Set down, word for word, the stretch of lines from the one containing "Q: Locate a point on each instance of the tent metal" to the end of the records below.

-- Material for the task start --

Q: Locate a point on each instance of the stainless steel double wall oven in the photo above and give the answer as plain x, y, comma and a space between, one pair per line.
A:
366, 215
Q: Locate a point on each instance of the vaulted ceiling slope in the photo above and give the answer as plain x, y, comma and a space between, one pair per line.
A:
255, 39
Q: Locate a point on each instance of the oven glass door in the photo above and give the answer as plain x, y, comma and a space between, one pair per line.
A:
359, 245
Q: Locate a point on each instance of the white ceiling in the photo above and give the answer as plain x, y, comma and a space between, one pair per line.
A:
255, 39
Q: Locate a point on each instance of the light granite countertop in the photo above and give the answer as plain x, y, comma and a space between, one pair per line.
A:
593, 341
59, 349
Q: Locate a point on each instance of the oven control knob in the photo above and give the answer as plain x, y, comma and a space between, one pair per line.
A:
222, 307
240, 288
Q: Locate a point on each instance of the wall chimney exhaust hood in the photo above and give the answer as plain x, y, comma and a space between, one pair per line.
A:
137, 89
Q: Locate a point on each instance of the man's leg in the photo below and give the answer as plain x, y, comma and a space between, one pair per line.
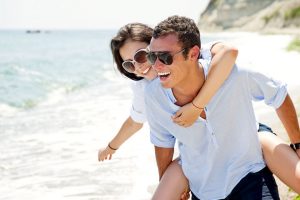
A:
256, 186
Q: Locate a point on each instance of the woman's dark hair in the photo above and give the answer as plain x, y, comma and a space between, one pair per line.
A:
134, 31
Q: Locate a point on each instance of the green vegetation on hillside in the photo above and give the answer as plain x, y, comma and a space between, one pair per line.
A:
293, 13
274, 14
294, 44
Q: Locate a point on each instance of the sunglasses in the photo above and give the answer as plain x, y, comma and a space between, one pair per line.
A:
139, 57
164, 57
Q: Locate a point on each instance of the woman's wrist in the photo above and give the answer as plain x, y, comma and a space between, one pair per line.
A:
112, 148
198, 107
295, 146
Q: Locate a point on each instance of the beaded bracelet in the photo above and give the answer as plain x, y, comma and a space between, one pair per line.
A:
295, 146
197, 106
111, 147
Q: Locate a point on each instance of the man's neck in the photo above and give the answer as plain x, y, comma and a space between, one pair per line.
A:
189, 88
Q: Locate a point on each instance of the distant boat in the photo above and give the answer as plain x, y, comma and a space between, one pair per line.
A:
33, 31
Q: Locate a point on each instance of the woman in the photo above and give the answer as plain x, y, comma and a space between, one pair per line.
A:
128, 52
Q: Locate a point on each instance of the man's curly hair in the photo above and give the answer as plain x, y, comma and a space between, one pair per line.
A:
185, 28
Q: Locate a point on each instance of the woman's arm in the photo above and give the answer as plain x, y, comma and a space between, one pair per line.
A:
223, 59
128, 128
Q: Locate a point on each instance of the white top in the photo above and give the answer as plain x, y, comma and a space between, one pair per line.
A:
137, 111
218, 152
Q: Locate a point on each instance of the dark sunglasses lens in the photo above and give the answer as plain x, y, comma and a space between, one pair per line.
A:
140, 57
128, 66
166, 58
151, 57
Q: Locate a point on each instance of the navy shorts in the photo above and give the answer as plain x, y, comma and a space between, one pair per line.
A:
255, 186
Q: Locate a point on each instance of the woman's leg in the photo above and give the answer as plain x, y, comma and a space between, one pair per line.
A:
281, 159
172, 185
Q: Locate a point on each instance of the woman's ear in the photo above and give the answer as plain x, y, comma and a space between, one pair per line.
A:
194, 52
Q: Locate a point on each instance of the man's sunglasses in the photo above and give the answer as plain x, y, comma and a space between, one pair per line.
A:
163, 56
139, 57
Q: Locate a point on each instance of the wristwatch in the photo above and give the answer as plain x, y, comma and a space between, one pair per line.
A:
295, 146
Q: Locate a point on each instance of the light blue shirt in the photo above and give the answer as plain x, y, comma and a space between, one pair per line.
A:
218, 152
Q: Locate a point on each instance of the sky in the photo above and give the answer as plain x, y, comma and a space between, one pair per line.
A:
92, 14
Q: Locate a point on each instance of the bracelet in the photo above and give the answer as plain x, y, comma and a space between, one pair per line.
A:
295, 146
111, 147
197, 106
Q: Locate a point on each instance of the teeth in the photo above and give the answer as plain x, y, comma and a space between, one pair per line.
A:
146, 70
163, 73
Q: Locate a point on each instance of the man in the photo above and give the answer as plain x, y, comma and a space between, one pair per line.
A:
220, 153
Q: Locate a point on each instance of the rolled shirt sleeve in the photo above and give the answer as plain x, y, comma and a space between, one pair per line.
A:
137, 111
271, 91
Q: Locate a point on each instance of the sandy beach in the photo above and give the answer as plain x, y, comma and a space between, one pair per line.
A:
59, 161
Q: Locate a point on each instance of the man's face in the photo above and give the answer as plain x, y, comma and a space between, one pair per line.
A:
170, 75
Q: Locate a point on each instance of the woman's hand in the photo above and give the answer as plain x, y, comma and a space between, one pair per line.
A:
105, 154
186, 115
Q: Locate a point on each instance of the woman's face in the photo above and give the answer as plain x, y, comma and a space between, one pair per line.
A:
127, 52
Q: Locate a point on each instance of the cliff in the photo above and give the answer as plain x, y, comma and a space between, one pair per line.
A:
251, 15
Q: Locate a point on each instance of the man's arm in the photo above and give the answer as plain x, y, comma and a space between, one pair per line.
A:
287, 114
164, 157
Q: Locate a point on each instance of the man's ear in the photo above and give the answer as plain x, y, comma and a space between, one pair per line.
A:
194, 52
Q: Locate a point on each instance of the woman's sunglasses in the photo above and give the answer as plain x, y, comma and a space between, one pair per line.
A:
139, 57
164, 57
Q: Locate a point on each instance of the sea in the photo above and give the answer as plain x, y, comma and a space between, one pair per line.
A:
61, 100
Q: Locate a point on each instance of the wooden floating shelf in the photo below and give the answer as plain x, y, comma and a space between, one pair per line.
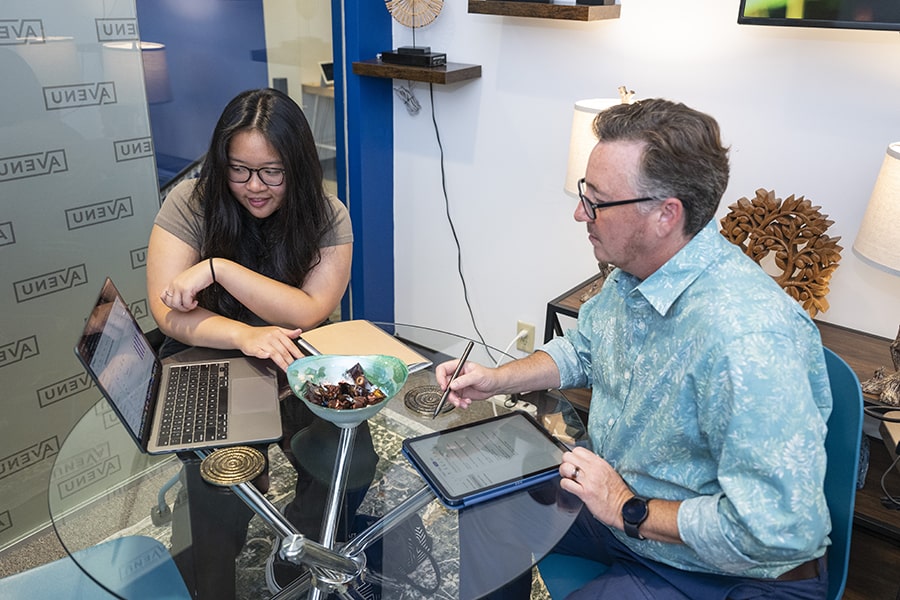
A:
542, 10
449, 73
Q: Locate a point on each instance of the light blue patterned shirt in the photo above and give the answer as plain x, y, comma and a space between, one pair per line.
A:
709, 387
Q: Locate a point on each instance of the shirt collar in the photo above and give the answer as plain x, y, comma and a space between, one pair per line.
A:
667, 283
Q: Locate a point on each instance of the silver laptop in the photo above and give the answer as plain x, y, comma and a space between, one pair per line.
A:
178, 406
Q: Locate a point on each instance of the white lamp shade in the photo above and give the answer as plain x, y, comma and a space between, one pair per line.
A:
582, 140
878, 240
120, 62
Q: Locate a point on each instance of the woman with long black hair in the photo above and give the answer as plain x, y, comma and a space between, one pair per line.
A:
245, 257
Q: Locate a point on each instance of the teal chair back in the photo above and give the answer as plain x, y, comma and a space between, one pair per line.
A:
133, 567
563, 574
842, 446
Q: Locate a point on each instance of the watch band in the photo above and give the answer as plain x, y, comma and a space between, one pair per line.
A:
634, 513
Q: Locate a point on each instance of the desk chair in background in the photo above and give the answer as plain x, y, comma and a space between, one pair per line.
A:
563, 574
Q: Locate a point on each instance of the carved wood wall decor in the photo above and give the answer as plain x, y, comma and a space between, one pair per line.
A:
789, 235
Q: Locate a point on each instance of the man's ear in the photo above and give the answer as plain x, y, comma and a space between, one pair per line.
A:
671, 216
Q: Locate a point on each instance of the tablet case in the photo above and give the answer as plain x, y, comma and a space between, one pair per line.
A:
479, 461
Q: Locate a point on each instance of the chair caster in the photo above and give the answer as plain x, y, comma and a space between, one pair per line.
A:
161, 515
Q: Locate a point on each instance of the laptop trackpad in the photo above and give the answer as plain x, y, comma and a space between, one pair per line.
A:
251, 394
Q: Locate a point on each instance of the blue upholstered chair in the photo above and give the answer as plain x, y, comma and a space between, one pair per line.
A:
133, 567
564, 574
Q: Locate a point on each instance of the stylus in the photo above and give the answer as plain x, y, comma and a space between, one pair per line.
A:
462, 361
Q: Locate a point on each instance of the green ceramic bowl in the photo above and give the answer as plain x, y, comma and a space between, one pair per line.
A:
387, 373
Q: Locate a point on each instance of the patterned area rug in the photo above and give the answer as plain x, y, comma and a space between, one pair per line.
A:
251, 563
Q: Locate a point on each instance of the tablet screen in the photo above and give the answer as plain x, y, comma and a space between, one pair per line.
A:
485, 459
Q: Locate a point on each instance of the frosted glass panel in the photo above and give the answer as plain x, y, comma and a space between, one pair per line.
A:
78, 193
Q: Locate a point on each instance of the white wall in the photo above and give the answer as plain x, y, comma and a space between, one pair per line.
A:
806, 111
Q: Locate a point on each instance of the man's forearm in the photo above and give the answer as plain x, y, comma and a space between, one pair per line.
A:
534, 372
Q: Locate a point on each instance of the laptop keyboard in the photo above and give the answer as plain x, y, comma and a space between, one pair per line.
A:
196, 405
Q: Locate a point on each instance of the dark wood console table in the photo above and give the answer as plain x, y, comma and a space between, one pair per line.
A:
863, 352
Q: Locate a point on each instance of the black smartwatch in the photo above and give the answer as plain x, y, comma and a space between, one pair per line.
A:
634, 513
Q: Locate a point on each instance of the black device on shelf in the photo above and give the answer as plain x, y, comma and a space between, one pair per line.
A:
414, 59
842, 14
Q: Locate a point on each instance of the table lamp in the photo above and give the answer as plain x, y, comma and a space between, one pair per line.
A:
156, 72
878, 244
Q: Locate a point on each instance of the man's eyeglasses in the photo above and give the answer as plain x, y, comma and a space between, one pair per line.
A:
269, 176
591, 207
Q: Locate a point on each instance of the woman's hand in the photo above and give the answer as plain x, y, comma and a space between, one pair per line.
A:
181, 293
276, 343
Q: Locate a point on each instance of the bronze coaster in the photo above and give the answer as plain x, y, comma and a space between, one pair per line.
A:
232, 466
424, 399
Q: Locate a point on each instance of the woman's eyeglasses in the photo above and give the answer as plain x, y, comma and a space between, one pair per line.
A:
269, 176
591, 207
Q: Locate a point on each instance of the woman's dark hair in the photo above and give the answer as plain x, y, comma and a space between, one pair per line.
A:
683, 154
285, 245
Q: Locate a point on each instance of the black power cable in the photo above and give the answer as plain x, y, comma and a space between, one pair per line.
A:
437, 135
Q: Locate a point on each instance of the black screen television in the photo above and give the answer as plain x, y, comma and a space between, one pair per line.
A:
843, 14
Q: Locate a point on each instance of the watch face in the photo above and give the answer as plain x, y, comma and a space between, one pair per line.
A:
635, 510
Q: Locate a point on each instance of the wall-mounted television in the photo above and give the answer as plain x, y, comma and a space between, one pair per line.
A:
844, 14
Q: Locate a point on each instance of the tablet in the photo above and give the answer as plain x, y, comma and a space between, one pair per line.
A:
478, 461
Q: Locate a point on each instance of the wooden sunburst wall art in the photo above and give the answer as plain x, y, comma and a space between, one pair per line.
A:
787, 236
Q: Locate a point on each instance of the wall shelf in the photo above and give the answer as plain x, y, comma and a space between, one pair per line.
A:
449, 73
541, 10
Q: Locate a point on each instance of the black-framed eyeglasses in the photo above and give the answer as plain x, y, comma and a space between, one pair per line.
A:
268, 175
591, 207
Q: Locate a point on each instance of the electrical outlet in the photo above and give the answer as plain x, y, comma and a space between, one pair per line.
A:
525, 344
890, 433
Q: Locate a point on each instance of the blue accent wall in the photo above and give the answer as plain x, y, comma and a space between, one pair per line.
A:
216, 49
369, 164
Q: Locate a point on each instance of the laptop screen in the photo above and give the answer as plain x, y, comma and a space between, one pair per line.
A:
120, 360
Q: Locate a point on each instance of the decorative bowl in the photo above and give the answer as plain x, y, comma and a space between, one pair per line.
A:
386, 373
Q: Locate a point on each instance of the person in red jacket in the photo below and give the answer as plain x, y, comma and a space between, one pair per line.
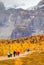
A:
17, 53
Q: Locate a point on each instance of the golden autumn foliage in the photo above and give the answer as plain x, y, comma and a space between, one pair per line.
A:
30, 59
31, 42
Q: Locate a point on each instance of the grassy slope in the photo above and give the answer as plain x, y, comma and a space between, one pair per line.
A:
33, 59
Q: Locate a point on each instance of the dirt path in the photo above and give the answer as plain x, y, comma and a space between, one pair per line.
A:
20, 55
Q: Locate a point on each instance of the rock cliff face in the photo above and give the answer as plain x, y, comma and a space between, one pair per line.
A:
15, 23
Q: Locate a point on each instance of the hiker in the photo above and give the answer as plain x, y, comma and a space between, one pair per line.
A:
14, 53
17, 53
8, 53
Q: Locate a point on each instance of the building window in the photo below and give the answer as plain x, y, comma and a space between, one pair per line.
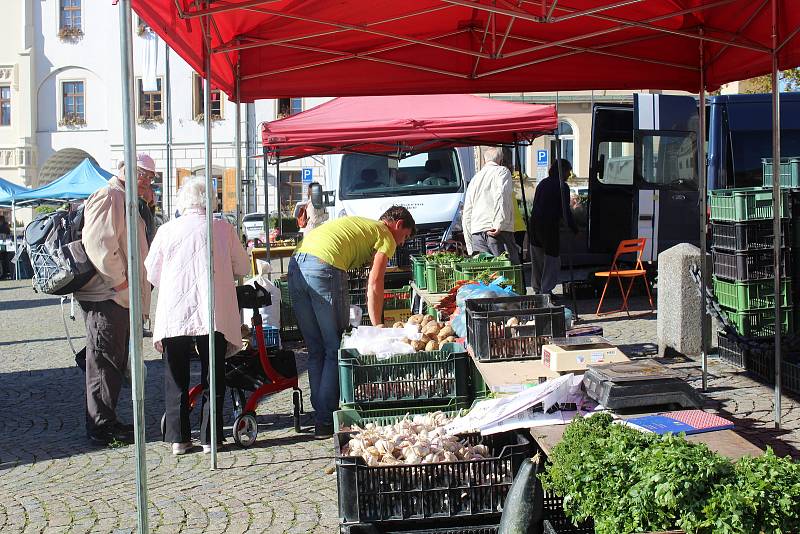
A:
291, 190
289, 106
567, 138
70, 23
5, 105
199, 95
150, 103
73, 111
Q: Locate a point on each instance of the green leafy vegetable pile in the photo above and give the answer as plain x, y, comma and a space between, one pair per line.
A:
629, 481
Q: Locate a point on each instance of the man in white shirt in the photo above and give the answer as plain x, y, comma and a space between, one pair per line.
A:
488, 217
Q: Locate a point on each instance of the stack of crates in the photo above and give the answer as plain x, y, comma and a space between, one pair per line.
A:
742, 251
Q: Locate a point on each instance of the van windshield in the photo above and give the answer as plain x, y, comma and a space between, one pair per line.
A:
366, 176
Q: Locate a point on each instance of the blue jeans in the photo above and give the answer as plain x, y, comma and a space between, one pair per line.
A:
319, 298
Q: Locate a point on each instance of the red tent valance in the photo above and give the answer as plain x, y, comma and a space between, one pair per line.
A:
290, 48
391, 124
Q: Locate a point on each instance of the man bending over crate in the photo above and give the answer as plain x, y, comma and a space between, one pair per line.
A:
318, 287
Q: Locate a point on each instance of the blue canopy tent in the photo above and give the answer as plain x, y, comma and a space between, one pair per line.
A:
78, 183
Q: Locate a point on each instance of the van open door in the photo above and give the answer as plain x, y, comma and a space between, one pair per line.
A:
611, 185
665, 171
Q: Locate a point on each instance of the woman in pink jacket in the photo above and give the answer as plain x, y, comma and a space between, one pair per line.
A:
177, 266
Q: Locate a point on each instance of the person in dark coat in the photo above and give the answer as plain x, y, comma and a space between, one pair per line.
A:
549, 209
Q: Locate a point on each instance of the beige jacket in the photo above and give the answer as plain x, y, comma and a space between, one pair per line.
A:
106, 242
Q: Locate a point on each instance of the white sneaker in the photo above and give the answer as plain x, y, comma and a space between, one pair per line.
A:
181, 448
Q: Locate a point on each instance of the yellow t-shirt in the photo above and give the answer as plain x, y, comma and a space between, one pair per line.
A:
348, 242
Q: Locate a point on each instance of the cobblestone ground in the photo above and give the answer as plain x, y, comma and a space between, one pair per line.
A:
53, 480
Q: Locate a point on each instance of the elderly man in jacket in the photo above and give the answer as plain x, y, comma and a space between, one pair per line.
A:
488, 216
105, 301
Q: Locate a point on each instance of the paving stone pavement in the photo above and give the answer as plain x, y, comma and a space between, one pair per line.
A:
52, 480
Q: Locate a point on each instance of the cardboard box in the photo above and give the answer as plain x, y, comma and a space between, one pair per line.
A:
576, 354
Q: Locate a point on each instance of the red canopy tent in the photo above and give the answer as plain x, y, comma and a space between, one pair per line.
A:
403, 125
288, 48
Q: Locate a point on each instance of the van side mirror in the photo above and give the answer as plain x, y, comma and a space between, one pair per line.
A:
316, 196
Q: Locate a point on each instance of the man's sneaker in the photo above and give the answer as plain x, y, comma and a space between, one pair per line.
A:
322, 431
181, 448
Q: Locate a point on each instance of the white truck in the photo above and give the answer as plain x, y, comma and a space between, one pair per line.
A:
430, 185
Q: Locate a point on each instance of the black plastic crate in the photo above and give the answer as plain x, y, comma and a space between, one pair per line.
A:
491, 338
743, 237
423, 527
471, 489
752, 265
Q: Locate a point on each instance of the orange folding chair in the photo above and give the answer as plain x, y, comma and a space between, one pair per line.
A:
628, 246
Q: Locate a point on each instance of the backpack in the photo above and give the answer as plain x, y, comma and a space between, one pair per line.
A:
302, 216
59, 261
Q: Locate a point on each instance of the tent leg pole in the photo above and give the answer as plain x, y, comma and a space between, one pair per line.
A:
210, 198
237, 142
776, 210
14, 230
266, 206
134, 273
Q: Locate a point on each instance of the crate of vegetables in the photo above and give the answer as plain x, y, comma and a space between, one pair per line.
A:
427, 377
512, 328
413, 470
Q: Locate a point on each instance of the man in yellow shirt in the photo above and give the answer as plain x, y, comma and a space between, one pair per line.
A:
318, 287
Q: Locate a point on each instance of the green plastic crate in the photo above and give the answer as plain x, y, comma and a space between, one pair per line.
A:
745, 204
347, 417
441, 277
512, 273
428, 377
789, 172
418, 271
742, 296
760, 323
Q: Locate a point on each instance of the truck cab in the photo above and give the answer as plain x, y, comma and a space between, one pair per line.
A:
643, 177
429, 184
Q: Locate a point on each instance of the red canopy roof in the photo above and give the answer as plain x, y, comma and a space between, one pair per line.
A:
289, 48
388, 124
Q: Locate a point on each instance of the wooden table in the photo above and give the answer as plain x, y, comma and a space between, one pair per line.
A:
275, 253
726, 442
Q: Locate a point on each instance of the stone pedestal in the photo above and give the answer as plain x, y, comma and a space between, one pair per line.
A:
679, 315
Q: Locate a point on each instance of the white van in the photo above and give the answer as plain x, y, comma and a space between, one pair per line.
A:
430, 185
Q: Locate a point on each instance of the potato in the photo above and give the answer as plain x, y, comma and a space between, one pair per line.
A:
445, 332
416, 319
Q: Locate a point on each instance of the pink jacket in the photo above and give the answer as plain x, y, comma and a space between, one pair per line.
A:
177, 266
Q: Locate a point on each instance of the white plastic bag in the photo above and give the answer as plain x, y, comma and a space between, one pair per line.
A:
270, 315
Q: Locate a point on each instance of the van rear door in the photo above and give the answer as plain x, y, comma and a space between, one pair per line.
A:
665, 171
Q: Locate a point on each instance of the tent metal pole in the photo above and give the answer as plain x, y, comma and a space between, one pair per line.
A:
776, 209
237, 142
168, 112
266, 205
134, 273
701, 172
210, 198
14, 230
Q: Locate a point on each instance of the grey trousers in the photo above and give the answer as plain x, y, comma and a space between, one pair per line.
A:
545, 271
107, 334
496, 245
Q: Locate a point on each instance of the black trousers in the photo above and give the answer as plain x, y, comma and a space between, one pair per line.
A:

-- Material for the task end --

* Task result
Q: Locate a point on each instance of the tent metal pole in the photo above and give the answer as plain x, y, comma and a space between, one pair per line.
A:
776, 209
237, 142
168, 112
266, 205
134, 273
701, 172
210, 198
14, 230
Q: Locate a point on each instance of the grey trousers in the photo above and give the answer as plain x, y, comma and a space between, one pair per line.
A:
545, 271
107, 334
496, 245
Q: Locate a point on each instance of the black trousers in the photo above and give the answer as plain x, y, comma and a space between, one pair per line.
A:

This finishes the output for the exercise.